▶ What the exercise asks
Below are records to be reproduced exactly and in full.

▶ Given data
[Start of Attachment]

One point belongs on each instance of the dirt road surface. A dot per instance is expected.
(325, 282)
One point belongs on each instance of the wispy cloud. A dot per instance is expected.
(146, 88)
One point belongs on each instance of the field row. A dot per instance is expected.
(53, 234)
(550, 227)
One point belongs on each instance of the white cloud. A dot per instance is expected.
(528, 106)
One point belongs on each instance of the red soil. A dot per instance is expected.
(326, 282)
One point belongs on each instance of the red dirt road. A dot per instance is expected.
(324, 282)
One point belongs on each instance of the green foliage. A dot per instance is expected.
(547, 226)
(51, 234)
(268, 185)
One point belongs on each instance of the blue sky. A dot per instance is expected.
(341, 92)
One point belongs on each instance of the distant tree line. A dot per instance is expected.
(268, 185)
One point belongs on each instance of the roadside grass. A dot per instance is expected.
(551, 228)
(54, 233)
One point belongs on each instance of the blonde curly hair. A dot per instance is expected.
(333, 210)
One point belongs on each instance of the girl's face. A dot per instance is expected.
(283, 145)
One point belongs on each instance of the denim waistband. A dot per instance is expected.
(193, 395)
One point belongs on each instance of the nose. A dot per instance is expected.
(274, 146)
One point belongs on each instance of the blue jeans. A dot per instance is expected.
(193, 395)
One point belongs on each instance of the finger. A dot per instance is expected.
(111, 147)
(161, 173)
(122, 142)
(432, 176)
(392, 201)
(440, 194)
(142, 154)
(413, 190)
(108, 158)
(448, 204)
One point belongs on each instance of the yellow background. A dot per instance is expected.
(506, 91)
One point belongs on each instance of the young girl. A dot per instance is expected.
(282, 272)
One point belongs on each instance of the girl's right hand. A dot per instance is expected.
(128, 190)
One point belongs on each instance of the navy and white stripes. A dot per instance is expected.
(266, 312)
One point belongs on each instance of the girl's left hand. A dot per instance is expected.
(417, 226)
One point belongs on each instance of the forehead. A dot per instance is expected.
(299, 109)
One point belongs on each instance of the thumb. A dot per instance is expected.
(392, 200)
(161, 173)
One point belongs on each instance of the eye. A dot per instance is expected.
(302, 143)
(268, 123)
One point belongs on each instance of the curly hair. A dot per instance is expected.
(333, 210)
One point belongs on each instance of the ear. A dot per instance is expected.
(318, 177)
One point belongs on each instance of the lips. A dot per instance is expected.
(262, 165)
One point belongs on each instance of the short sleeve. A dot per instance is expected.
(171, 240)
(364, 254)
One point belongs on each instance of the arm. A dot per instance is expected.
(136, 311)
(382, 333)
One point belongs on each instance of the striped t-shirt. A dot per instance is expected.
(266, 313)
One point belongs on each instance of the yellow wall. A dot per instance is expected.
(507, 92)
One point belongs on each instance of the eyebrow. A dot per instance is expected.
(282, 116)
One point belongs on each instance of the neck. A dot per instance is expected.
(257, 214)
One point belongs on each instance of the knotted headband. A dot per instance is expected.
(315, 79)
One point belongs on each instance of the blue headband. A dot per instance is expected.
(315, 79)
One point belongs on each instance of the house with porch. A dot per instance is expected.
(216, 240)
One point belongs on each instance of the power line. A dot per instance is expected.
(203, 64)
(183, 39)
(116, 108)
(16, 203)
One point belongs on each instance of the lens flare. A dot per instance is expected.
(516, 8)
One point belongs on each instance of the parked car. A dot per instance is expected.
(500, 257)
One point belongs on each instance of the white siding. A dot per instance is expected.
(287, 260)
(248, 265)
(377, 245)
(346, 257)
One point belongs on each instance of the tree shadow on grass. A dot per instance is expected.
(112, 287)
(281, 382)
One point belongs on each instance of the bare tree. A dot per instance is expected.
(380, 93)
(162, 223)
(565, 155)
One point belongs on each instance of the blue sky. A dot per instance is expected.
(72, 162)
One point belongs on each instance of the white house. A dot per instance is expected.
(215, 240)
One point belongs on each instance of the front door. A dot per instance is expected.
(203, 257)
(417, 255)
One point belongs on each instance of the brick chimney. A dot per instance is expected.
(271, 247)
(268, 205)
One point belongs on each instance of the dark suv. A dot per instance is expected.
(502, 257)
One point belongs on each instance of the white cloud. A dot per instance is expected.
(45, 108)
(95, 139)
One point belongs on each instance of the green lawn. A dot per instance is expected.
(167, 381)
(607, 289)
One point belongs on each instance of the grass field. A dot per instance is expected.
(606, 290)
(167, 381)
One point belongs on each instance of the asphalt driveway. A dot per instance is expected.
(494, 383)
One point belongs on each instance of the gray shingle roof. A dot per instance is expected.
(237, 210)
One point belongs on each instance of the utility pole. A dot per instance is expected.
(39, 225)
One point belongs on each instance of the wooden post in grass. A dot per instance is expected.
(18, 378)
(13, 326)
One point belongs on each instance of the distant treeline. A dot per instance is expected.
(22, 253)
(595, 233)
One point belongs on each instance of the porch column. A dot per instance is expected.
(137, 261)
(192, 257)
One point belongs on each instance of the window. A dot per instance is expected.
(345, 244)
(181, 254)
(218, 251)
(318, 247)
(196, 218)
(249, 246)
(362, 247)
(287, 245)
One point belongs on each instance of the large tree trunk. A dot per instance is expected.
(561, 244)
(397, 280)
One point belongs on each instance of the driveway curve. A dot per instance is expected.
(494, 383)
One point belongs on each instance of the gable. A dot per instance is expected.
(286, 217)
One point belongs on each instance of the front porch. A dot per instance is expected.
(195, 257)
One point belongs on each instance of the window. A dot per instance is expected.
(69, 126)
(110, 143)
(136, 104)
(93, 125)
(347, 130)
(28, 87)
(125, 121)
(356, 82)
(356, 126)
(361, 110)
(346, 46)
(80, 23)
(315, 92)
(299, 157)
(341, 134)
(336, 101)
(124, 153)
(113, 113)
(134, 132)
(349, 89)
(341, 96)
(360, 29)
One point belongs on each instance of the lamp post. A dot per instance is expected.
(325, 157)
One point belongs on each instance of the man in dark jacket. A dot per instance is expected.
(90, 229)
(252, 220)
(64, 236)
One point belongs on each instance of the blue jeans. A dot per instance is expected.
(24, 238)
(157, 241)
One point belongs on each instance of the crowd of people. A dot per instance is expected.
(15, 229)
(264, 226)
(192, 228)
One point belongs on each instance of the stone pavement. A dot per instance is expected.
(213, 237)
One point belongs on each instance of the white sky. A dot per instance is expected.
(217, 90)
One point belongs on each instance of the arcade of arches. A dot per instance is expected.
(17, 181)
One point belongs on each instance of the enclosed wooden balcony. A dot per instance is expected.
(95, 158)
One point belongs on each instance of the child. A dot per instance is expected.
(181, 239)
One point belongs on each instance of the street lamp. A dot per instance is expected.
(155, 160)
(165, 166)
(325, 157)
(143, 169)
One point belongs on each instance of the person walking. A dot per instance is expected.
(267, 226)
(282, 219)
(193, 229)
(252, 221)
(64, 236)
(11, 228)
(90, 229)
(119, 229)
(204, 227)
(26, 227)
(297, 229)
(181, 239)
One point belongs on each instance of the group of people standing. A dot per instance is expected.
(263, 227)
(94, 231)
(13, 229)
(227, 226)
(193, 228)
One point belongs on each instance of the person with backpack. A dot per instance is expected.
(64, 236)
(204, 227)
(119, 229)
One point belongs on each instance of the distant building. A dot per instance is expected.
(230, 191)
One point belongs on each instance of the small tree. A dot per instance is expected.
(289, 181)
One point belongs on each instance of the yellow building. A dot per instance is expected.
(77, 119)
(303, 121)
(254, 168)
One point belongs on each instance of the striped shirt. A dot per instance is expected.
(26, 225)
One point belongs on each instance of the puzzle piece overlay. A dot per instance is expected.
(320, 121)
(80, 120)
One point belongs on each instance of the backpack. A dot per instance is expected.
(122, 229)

[End of Attachment]

▶ Reply
One point belongs on each instance of the dirt road surface. A dot per instance is expected.
(325, 282)
One point belongs on each instance of the wispy cloud. A dot per instance is expected.
(146, 88)
One point belongs on each instance of the field row. A dot per instance is expected.
(53, 234)
(550, 227)
One point belongs on each instance of the white cloud. A dot per instance is expected.
(528, 106)
One point belongs on each instance of the red soil. A dot per instance is expected.
(326, 282)
One point belongs on each instance of the red dirt road. A dot per instance is expected.
(324, 282)
One point belongs on each instance of the green foliage. A dot per instance is expected.
(547, 226)
(51, 234)
(268, 185)
One point belongs on each instance of the blue sky. A dot per instance is expected.
(341, 92)
One point belongs on each instance of the distant tree line. A dot per instance is expected.
(268, 185)
One point belongs on each instance of the roadside grass. A dot per instance is expected.
(551, 228)
(54, 233)
One point belongs on each instance of the blonde curly hair. A dot per instance is expected.
(333, 210)
One point belongs on each instance of the girl's face. A dot per instance is expected.
(283, 145)
One point belongs on each instance of the denim waistband. A dot per instance is expected.
(193, 395)
One point belongs on each instance of the nose. A dot per instance is expected.
(274, 146)
One point belongs on each instance of the blue jeans. A dot per instance is expected.
(193, 395)
One point belongs on each instance of the finger. A dot per instance is expected.
(111, 147)
(161, 173)
(122, 142)
(432, 176)
(392, 201)
(440, 194)
(142, 154)
(413, 190)
(108, 158)
(448, 204)
One point belongs on each instance of the yellow background. A dot per instance is expected.
(506, 91)
One point belongs on each instance of the young girl. A dot per instance is expected.
(282, 272)
One point belongs on each instance of the girl's right hand. A dot per instance is expected.
(128, 190)
One point belongs on each instance of the navy and white stripes. A dot per instance is expected.
(266, 312)
One point belongs on each instance of the girl's left hand. A dot per instance is expected.
(417, 226)
One point belongs on each instance of the forehead. A dot per instance is expected.
(299, 109)
One point belongs on each instance of the thumb. A dot per instance is expected.
(392, 200)
(161, 173)
One point belongs on each instance of the eye. A dot per instance is expected.
(302, 143)
(268, 123)
One point belongs on each instance of the curly hair. A dot per instance is expected.
(333, 210)
One point belongs on each instance of the ear. A dot per instance is expected.
(318, 177)
One point belongs on each instance of the lips. A dot per instance is expected.
(262, 165)
One point belongs on each instance of the short sleeve. A dot per instance is expected.
(171, 240)
(364, 254)
One point belongs on each instance of the arm. A dot per instance is expected.
(136, 311)
(382, 333)
One point belongs on each instance of the striped t-shirt. A dot per instance is expected.
(266, 313)
One point belongs on each instance of the yellow wall. A dot per instance is expected.
(507, 92)
One point belongs on each instance of the eyebrow. A dot per instance is expected.
(282, 116)
One point belongs on each instance of the neck. A dot per instance is expected.
(257, 214)
One point belongs on each instance of the knotted headband. A dot per instance is expected.
(315, 79)
One point belongs on each instance of the blue headband. A dot per instance is expected.
(315, 79)
One point belongs on each instance of the house with porch. A dot per instance is expected.
(216, 240)
One point belongs on each instance of the power line. A dot per instance is expected.
(203, 64)
(183, 39)
(116, 108)
(16, 203)
One point belongs on each instance of the lens flare. A dot per instance is expected.
(516, 8)
One point belongs on each instance of the parked car. A dot per instance is expected.
(500, 257)
One point belongs on each instance of the white siding. A dot per instance is expected.
(287, 260)
(248, 265)
(377, 245)
(346, 257)
One point belongs on each instance of the tree shadow on grass. A dot per instance is expected.
(112, 287)
(281, 382)
One point belongs on each instance of the bare tree. A dot per instance is expected.
(380, 93)
(162, 223)
(565, 155)
One point belongs on each instance of the blue sky. A dot per instance is expected.
(72, 162)
One point belongs on each instance of the white house. A dot per instance is expected.
(215, 240)
One point belongs on each instance of the front door. A dot per instance is expected.
(203, 257)
(417, 255)
One point belongs on each instance of the brick chimney. A dot per instance is expected.
(271, 247)
(268, 205)
One point belongs on each instance of the dark suv. A dot per instance is expected.
(502, 257)
One point belongs on each instance of the white cloud. A dot per instance is expected.
(45, 108)
(95, 139)
One point belongs on each instance of the green lawn. A dot per instance is expected.
(167, 381)
(607, 289)
One point belongs on each instance of the grass field. A dot per instance is expected.
(606, 290)
(167, 381)
One point belongs on each instance of the asphalt driveway. A dot per instance is expected.
(494, 383)
One point belongs on each instance of the gray shingle roof. A dot per instance is expected.
(237, 210)
One point belongs on each instance of the utility pole. A dot per instance is expected.
(39, 225)
One point belongs on each instance of the wooden post in grass. A dot per instance is expected.
(18, 378)
(13, 326)
One point belongs on each instance of the distant treeline. A dot per instance is expected.
(22, 253)
(595, 233)
One point belongs on each instance of the porch column. A dot per instance is expected.
(137, 261)
(192, 257)
One point belongs on each instance of the window. A dot per instance is expected.
(345, 244)
(181, 254)
(218, 251)
(318, 247)
(196, 218)
(249, 246)
(362, 247)
(287, 245)
One point belongs on each instance of the large tree trunk. A dot per instance is expected.
(561, 244)
(397, 280)
One point belongs on each instance of the driveway curve. A dot per instance is expected.
(494, 383)
One point belongs on each instance of the gable. A dot per instance is expected.
(286, 217)
One point belongs on each instance of the front porch. A dot per instance is expected.
(195, 257)
One point belongs on each instance of the window. A dot per instance is expected.
(69, 126)
(110, 143)
(136, 104)
(93, 125)
(347, 130)
(28, 87)
(125, 121)
(356, 82)
(356, 126)
(361, 110)
(346, 46)
(80, 23)
(315, 92)
(299, 157)
(341, 134)
(336, 101)
(124, 153)
(113, 113)
(134, 132)
(349, 89)
(341, 96)
(360, 29)
One point belongs on each instance of the lamp post. A dot per instance is expected.
(325, 157)
One point belongs on each instance of the man in dark jacket. A dot per instance is expected.
(90, 229)
(252, 220)
(64, 236)
One point belongs on each instance of the blue jeans. A dot per instance is expected.
(24, 238)
(157, 241)
One point belongs on each instance of the crowd of people. A dot per instance is expected.
(15, 229)
(264, 226)
(192, 228)
One point belongs on each instance of the stone pavement. A dot per instance is expected.
(213, 237)
One point belongs on each instance of the white sky. A dot per instance is expected.
(217, 90)
One point belongs on each instance of the arcade of arches. A dot per instance is expected.
(17, 181)
One point belongs on each instance of the enclosed wooden balcony. A dot per instance is expected.
(95, 158)
One point belongs on each instance of the child. A dot per instance is expected.
(181, 239)
One point belongs on each instance of the street lamp. A dot per instance is expected.
(155, 160)
(165, 166)
(325, 157)
(143, 169)
One point belongs on each instance of the person walking. A dot per instance is expected.
(267, 226)
(282, 219)
(193, 229)
(252, 221)
(64, 236)
(11, 228)
(90, 229)
(119, 229)
(204, 227)
(26, 227)
(297, 229)
(181, 239)
One point belongs on each instance of the group of people standing. A dot per instance is expected.
(263, 227)
(94, 231)
(13, 229)
(227, 226)
(193, 228)
One point belongs on each instance of the person with backpack. A dot per instance is expected.
(64, 236)
(204, 227)
(119, 229)
One point belongs on each instance of the distant building. A dot per instance is expected.
(230, 191)
One point belongs on each instance of the small tree. A dot per instance is expected.
(289, 181)
One point belongs on each instance of the yellow building. A dot per instance is expected.
(77, 119)
(303, 121)
(254, 168)
One point belongs on each instance of the striped shirt. A dot per instance is expected.
(26, 225)
One point belongs on each instance of the puzzle piece overlay. A dot per instance is expected.
(320, 121)
(80, 120)
One point belongs on each instance of the backpack. A dot per instance is expected.
(122, 229)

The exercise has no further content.